* WHAT YOU HAVE TO DO
Go from the first line below to the one with "A formatted sample" and print each line exactly.

* GIVEN DATA
'''

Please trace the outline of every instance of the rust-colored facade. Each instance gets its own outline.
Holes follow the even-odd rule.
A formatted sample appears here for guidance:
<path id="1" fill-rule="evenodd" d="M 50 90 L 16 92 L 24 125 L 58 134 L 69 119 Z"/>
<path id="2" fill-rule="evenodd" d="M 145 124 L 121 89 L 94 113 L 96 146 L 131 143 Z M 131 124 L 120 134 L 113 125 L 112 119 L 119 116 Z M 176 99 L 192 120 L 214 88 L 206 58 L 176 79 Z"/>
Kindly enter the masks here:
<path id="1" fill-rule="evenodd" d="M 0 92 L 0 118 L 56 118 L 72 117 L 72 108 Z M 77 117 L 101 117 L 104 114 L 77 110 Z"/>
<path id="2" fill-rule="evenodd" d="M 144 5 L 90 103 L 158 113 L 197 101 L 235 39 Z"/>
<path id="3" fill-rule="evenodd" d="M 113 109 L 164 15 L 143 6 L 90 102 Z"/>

'''

* RESULT OF THIS EXERCISE
Please trace the outline of every instance of the rust-colored facade. Each instance gets its own outline.
Holes follow the even-odd rule.
A formatted sample appears here for guidance:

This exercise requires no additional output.